» **Set tasks**
(1) From the Beethoven notes below, return the part that opens with the words containing "Shakespeare's Coriolanus was" and closes with "in the drama.", copied word for word.
(2) In the Beethoven notes below, in what year was Collin's drama Coriolan revived in Vienna's Burgtheater?

» **Reading passage**
Some of Beethoven’s most striking effects in the Mass in C are unison octave passages for the chorus, which seem on these occasions to regress to plainchant.  Such passages occur at the words “Kyrie eleison” near the end of the Kyrie; at “Quoniam tu solus sanctus” in the Gloria—surely one of the most thrilling settings of these words in the whole history of the mass; at “Deum verum de Deo vero” and “sub Pontio Pilato” in the Credo; and twice, hauntingly, within the lengthy Benedictus.

Especially in the choral parts, Beethoven’s personal response to the mass text is evident and moving.  His setting of the words “Kyrie eleison” (Lord, have mercy), for example, repeatedly traces the same emotional pattern: a murmur leading to a quiet, expectant surge leading to a rather anxious plea. This emotional curve is experienced as many as six times before the Kyrie movement finally subsides.

Finally, it may be noted that the Mass in C is one of many works by Beethoven in which the key of C minor symbolizes trouble and C major symbolizes relief.  C minor cedes to C major twice in the Agnus Dei, as the anguished misereres give way to the hopeful “Dona nobis pacem.” Earlier in the piece, we have heard the same anguish-to-relief sequence, in the same keys, and even with similar
cadenza-like passages in the woodwinds, in the transition from the same words (“…miserere nobis”) in the Gloria to the resounding “Quoniam tu solus sanctus.”

Coriolan Overture, Op.62

Shakespeare's Coriolanus was not the direct inspiration for Beethoven's overture of the same name; instead, the work was written to accompany Heinrich Joseph von Collin's all-but-forgotten drama Coriolan, which was revived in Vienna's Burgtheater in 1807. Beethoven's music depicts the story of Coriolanus in an often stormy essay whose evolution mirrors the action in the drama.

In the drama, Coriolanus is a Roman patrician who has been banished from his native city as a result of his lack of concern for the starving people there. After taking up with the Volscians and plotting revenge, the proud and disgraced Coriolanus leads their armies against Rome. Upon reaching the border of his former city, he is approached by emissaries who plead with him to abandon his intentions to invade. Coriolanus, who has long waited for the day on which he will finally avenge his eviction and humiliation, sends them away and prepares for attack. A last effort to save Rome comes when his mother and his wife plead with him to desist. He is at last dissuaded from carrying out his plans, realizing they are now abhorrent to him. In Collin's play, he determines that he must regain his honor, which can only be effected by death at his own hand.

» **Material**

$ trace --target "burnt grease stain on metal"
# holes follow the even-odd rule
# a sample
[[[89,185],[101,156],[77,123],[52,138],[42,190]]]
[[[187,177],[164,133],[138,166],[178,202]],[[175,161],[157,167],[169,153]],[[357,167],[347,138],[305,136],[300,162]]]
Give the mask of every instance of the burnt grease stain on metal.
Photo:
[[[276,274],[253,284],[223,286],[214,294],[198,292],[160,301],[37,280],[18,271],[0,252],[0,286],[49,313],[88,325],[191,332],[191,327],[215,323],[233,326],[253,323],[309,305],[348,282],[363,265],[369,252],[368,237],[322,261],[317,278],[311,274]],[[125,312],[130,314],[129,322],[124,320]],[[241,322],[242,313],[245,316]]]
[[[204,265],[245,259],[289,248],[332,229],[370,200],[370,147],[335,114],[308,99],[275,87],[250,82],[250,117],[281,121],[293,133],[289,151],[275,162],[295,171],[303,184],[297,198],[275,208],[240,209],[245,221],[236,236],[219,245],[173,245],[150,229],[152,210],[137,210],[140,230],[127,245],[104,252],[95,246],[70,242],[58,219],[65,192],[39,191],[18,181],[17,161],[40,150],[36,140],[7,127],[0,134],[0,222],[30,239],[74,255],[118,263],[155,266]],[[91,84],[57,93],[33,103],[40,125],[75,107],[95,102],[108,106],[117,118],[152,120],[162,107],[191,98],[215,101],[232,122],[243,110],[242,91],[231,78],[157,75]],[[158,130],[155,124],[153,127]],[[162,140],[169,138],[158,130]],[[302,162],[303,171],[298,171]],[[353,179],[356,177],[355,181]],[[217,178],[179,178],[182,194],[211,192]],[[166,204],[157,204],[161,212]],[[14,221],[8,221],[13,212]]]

--

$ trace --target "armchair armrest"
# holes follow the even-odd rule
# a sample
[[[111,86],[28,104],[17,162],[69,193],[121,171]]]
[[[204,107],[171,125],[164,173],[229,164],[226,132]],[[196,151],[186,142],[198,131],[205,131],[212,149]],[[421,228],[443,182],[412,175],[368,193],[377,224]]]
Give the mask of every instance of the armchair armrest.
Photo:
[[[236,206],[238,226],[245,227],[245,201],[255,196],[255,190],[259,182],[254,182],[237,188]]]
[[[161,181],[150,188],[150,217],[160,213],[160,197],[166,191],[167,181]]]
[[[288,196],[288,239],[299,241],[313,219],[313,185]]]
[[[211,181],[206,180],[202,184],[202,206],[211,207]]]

---

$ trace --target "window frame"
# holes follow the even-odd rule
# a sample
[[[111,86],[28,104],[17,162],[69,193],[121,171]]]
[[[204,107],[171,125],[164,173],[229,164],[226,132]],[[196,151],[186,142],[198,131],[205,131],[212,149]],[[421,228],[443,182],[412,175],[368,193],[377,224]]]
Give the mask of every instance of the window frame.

» **Solutions to the exercise**
(1)
Shakespeare's Coriolanus was not the direct inspiration for Beethoven's overture of the same name; instead, the work was written to accompany Heinrich Joseph von Collin's all-but-forgotten drama Coriolan, which was revived in Vienna's Burgtheater in 1807. Beethoven's music depicts the story of Coriolanus in an often stormy essay whose evolution mirrors the action in the drama.

(2) 1807